● **PROBLEM REQUIREMENTS**
In the records that follow, the lines from the one containing "Prompt: place one marker on each instance of the white wall" to the one containing "stand in the picture above.", inclusive, are to be given again exactly.

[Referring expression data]
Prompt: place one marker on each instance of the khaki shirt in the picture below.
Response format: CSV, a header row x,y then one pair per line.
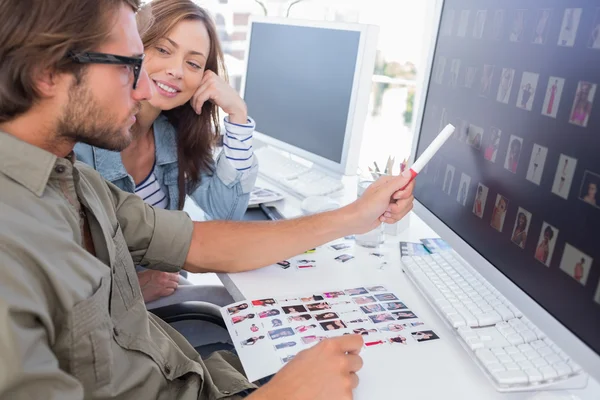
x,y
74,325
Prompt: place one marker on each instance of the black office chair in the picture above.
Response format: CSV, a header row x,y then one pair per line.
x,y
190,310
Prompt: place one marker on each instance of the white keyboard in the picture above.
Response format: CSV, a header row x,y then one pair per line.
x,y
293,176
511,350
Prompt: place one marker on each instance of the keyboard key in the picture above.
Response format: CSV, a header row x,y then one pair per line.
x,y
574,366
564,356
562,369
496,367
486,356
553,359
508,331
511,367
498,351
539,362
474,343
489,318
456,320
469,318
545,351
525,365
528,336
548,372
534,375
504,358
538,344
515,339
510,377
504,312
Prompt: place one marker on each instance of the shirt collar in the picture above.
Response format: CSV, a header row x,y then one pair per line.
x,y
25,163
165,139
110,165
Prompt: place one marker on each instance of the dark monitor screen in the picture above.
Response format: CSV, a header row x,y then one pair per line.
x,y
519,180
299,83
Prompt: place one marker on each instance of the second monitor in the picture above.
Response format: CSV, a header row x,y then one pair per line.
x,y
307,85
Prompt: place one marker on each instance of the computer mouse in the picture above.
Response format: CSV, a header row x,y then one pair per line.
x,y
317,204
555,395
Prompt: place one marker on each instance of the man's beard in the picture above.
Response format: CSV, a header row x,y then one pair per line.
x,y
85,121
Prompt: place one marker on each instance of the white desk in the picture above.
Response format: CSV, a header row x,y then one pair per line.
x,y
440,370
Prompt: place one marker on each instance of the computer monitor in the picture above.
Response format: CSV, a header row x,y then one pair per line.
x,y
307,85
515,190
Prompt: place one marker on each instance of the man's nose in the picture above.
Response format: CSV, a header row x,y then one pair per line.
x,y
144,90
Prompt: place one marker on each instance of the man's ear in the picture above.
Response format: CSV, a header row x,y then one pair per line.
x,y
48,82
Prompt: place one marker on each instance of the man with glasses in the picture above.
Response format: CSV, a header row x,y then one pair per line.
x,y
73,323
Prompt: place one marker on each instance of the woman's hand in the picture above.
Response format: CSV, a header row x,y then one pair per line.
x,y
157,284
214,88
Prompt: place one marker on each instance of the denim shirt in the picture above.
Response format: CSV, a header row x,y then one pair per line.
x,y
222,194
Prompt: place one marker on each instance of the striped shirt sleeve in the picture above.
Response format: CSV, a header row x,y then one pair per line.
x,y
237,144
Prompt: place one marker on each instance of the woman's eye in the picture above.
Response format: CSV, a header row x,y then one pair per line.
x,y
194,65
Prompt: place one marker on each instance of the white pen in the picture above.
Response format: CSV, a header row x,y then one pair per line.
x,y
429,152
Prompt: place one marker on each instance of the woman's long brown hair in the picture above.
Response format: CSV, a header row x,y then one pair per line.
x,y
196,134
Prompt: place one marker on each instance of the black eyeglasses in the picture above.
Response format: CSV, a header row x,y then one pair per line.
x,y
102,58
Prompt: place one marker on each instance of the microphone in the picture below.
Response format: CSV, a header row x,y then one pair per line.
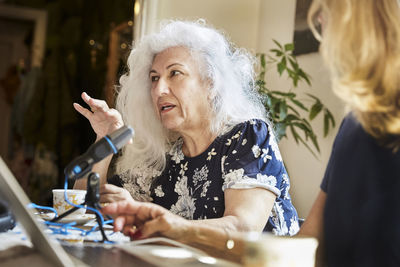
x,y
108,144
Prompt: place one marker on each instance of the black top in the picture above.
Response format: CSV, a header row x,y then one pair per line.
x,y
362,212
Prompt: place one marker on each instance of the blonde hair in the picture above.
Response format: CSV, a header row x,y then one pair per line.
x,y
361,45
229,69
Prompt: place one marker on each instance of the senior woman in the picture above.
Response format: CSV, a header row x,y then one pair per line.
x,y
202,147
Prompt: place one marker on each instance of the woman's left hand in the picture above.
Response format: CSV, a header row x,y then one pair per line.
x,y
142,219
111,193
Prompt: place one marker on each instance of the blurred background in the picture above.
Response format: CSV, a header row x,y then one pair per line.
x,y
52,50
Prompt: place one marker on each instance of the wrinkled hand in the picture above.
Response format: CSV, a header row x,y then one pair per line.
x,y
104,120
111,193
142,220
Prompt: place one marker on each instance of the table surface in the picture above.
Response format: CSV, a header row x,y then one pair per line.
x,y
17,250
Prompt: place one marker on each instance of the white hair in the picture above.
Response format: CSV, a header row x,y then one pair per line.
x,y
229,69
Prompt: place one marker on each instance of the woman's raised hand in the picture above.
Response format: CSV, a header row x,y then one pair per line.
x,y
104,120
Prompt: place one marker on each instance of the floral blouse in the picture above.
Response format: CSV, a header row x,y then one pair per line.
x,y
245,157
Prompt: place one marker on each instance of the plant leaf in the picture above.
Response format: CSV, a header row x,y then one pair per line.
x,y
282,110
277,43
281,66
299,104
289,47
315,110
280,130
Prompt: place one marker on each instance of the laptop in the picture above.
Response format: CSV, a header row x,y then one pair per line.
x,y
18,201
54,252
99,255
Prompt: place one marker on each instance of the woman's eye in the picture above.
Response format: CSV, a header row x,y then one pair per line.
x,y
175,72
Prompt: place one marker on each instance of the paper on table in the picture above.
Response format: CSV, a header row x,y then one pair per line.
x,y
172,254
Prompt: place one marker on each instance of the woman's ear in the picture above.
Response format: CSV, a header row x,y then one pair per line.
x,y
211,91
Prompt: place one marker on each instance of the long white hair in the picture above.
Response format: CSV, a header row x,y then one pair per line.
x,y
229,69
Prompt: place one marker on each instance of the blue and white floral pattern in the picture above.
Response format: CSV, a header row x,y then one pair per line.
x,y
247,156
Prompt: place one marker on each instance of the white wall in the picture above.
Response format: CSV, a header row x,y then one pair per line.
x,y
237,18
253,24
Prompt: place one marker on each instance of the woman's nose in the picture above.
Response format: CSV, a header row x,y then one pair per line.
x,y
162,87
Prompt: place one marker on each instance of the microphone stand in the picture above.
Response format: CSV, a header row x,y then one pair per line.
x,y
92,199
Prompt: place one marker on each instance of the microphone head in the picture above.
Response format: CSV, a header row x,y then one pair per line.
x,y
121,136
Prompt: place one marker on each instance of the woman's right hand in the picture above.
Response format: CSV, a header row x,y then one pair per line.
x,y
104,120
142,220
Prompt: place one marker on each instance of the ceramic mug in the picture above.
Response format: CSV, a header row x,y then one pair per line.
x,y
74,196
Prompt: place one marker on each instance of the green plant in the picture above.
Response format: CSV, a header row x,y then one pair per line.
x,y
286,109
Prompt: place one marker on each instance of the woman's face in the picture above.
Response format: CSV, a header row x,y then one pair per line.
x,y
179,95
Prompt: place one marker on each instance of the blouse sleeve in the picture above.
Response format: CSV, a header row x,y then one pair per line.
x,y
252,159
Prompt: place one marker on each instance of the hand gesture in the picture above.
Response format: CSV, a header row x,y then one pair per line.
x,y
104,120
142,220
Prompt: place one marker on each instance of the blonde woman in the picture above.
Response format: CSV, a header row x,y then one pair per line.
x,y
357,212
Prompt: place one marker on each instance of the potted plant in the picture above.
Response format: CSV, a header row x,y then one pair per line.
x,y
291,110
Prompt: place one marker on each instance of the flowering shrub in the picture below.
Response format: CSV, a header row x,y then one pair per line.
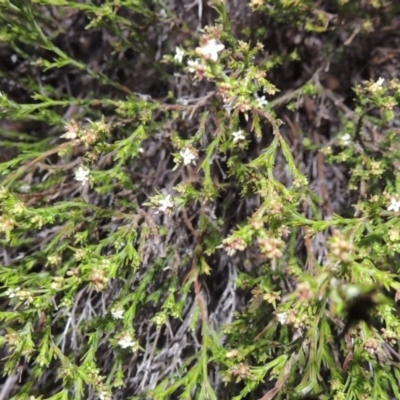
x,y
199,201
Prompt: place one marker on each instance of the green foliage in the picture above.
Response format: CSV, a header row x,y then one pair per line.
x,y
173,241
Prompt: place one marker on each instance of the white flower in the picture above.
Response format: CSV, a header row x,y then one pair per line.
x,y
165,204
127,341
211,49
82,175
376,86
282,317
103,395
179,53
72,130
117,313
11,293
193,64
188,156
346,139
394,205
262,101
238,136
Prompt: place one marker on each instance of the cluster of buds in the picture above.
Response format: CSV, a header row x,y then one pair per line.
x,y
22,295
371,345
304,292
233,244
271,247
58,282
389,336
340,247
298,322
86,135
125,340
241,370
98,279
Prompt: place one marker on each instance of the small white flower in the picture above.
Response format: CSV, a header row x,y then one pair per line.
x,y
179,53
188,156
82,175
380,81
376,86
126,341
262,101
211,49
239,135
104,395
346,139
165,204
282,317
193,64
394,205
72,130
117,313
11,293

● **RESPONSE AREA**
Prompt: place one marker on each instance of the white wall in the picture above.
Response format: CSV, a header row x,y then one pair per line.
x,y
237,18
253,24
Prompt: place one marker on each instance of the woman's nose in the picture above.
Response format: CSV, a header row x,y then one pair per line.
x,y
162,87
Prompt: place one marker on each instance of the microphone stand in the picture above.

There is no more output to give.